==== Extracted data

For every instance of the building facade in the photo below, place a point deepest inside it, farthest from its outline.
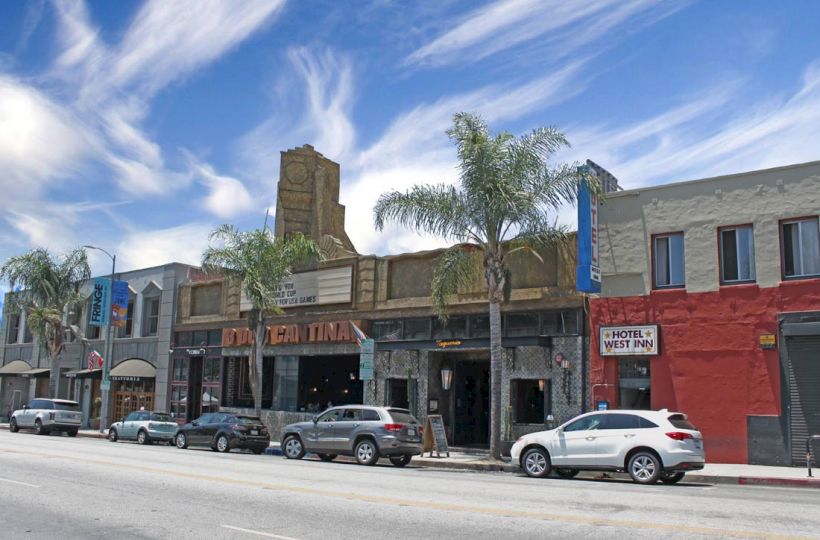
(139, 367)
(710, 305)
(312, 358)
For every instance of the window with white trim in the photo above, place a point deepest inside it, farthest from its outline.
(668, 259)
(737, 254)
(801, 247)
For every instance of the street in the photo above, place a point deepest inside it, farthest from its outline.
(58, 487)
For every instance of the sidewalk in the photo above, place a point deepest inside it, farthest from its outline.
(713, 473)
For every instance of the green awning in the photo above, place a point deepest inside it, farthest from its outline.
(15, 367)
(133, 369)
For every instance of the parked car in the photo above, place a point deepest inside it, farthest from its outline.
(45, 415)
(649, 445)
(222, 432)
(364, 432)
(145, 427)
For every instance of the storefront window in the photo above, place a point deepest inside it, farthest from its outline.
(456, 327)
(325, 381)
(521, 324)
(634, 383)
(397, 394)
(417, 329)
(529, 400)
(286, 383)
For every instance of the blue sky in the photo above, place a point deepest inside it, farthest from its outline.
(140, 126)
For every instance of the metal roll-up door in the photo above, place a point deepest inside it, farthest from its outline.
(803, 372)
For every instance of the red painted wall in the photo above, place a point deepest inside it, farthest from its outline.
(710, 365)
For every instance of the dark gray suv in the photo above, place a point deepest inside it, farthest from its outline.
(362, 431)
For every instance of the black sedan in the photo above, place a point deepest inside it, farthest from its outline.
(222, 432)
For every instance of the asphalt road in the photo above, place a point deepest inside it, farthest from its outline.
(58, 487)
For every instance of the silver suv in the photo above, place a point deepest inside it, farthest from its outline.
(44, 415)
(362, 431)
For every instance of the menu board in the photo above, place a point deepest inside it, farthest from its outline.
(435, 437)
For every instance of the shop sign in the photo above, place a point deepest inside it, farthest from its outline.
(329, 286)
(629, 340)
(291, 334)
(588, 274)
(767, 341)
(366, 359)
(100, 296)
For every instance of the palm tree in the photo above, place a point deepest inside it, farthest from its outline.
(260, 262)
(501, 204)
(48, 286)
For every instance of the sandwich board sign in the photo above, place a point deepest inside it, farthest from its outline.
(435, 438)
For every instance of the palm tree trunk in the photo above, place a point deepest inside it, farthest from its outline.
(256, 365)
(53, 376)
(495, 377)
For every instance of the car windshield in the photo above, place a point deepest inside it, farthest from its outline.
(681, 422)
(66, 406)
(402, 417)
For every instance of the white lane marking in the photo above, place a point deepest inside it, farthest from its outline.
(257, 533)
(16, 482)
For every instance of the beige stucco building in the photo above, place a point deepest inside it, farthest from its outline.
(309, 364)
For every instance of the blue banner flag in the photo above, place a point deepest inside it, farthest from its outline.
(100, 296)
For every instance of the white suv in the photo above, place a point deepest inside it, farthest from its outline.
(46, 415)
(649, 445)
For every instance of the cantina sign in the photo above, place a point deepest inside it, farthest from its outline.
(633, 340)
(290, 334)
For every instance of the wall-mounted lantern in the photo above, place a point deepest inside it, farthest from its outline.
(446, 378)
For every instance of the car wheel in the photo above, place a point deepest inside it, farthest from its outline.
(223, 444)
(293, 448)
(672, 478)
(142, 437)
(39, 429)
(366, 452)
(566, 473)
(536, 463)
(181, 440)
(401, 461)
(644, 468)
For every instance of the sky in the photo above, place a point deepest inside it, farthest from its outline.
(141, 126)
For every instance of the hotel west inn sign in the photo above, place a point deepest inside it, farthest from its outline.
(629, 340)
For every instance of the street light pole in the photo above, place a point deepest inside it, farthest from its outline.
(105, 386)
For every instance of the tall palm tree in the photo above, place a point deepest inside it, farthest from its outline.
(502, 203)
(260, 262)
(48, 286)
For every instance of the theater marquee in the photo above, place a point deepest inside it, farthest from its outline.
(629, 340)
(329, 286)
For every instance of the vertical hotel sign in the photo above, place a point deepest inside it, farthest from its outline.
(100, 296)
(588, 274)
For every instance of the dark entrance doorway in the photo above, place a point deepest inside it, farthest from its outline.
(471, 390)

========

_Problem to solve_. Reproduce every line of the data above, exactly as it stands, but not the pictures.

_Task response_.
For every instance of the building facade in the photo below, place a point deepest inside it, farthest from its outline.
(139, 367)
(710, 305)
(312, 358)
For every instance of the window with white trim in the photo above, place a point deepest inside it, farthest from its outline.
(668, 259)
(737, 254)
(801, 247)
For every instance of the street in the photo above, place a point deepest inside it, farthest from its outline.
(58, 487)
For every instance of the sidewalk in the photo above, place a point deepest inside it, farthest from its outline.
(713, 473)
For every instance of the green awning in the photo above, place a point deepest inside it, farthest from its outline.
(15, 367)
(133, 369)
For every instance of the parked car in the photo above, place a point deepest inside it, farthest from its outline.
(45, 415)
(649, 445)
(222, 432)
(364, 432)
(145, 427)
For every instance of the storefront window in the photo above, place a point deepest inside it, farthest from its outline.
(456, 327)
(325, 381)
(521, 324)
(634, 383)
(397, 394)
(417, 329)
(529, 400)
(286, 383)
For every instance of the blue sky in the photo above, place a point deepest inside it, farthest from its outline.
(140, 126)
For every instance of the metal roll-up door in the photo above, place a point deepest inside it, farthest from its outline.
(803, 372)
For every instance of the red painted wall in the photo above, place a point deepest inside it, farthest from its outline.
(710, 365)
For every instance of the dark gray suv in the photo above, place a point deepest inside it, farthest from its outline.
(362, 431)
For every instance of the black sedan in the photo above, place a point deepest inside it, farthest from its outline.
(222, 432)
For every instance of the asphalt road in the photo above, place a point deepest inside it, farthest from its outline.
(58, 487)
For every instance of the silver suv in the photo above, place a point deepest inside it, farthest from its outline.
(44, 415)
(362, 431)
For every instance of the menu board in the photo above, place a point deepest inside it, farthest from its outline.
(435, 437)
For every instance of the shop sign in the photo above, place a point deepest inside it, farthest from its outline.
(329, 286)
(629, 340)
(291, 334)
(588, 274)
(767, 341)
(366, 359)
(100, 296)
For every instance of the palm tree in the photo above, place a point deepest inside it, farthest from its outline.
(260, 262)
(501, 204)
(48, 286)
For every instance of the sandwich board sign in the photo above, place a point deepest inside it, farthest from its outline.
(435, 438)
For every instance of the palm tree trunk in the photo above, place a point deepest inside it, farthest from its outline.
(256, 365)
(53, 376)
(495, 377)
For every instance of the car windshield in the photo above, place a point deepest inside it, farthest from its outline.
(681, 422)
(66, 406)
(402, 417)
For every instance of the white lane marking in the photo above, place a point deepest inside it, farthest from its outline.
(257, 533)
(16, 482)
For every instance of the beige stucco building in the photo above, place a point deepest inside it, farthest from its outline.
(309, 364)
For every instance of the blue banner flag in the photo above, place a point deepest inside it, farthest from its outline.
(100, 296)
For every instance of the white suv in the photo above, place a point deepest inside it, farthest from its outline.
(46, 415)
(649, 445)
For every instance of the cantina sign in the photo above, place a point deepest inside it, farthest from its outline.
(633, 340)
(290, 334)
For every instance of the wall-mounted lantern in the photo above, place a point deepest inside it, farthest from its outline.
(446, 378)
For every instance of the car wheel in the photo above, place a point deepest inside it, farthest from its outline.
(223, 444)
(293, 448)
(672, 478)
(142, 437)
(39, 429)
(366, 452)
(566, 473)
(536, 463)
(181, 440)
(401, 461)
(644, 468)
For every instance of the sky in the photo above, place a point deepest inside it, farthest from its outline.
(141, 126)
For every instance of the hotel west inn sign in the photo above, place a point deepest inside it, farthest from its outline.
(629, 340)
For every instance of the street light pole in the photo above, place a point deepest inside it, farthest from its outline.
(105, 386)
For every instance of the tall palm tree in the photo above, place a point deepest inside it, farthest from its outline.
(502, 203)
(260, 262)
(48, 286)
For every instance of the theater marquee in the photo above, place a point deepest inside it, farthest from its outline.
(629, 340)
(329, 286)
For every instance of the vertical hotel sign in the photo above, place a point deepest inside it, farthest from its outline.
(100, 296)
(588, 274)
For every instance of the dark entrance doorway in the photo above, place a point deepest inside it, farthest from its outline.
(471, 390)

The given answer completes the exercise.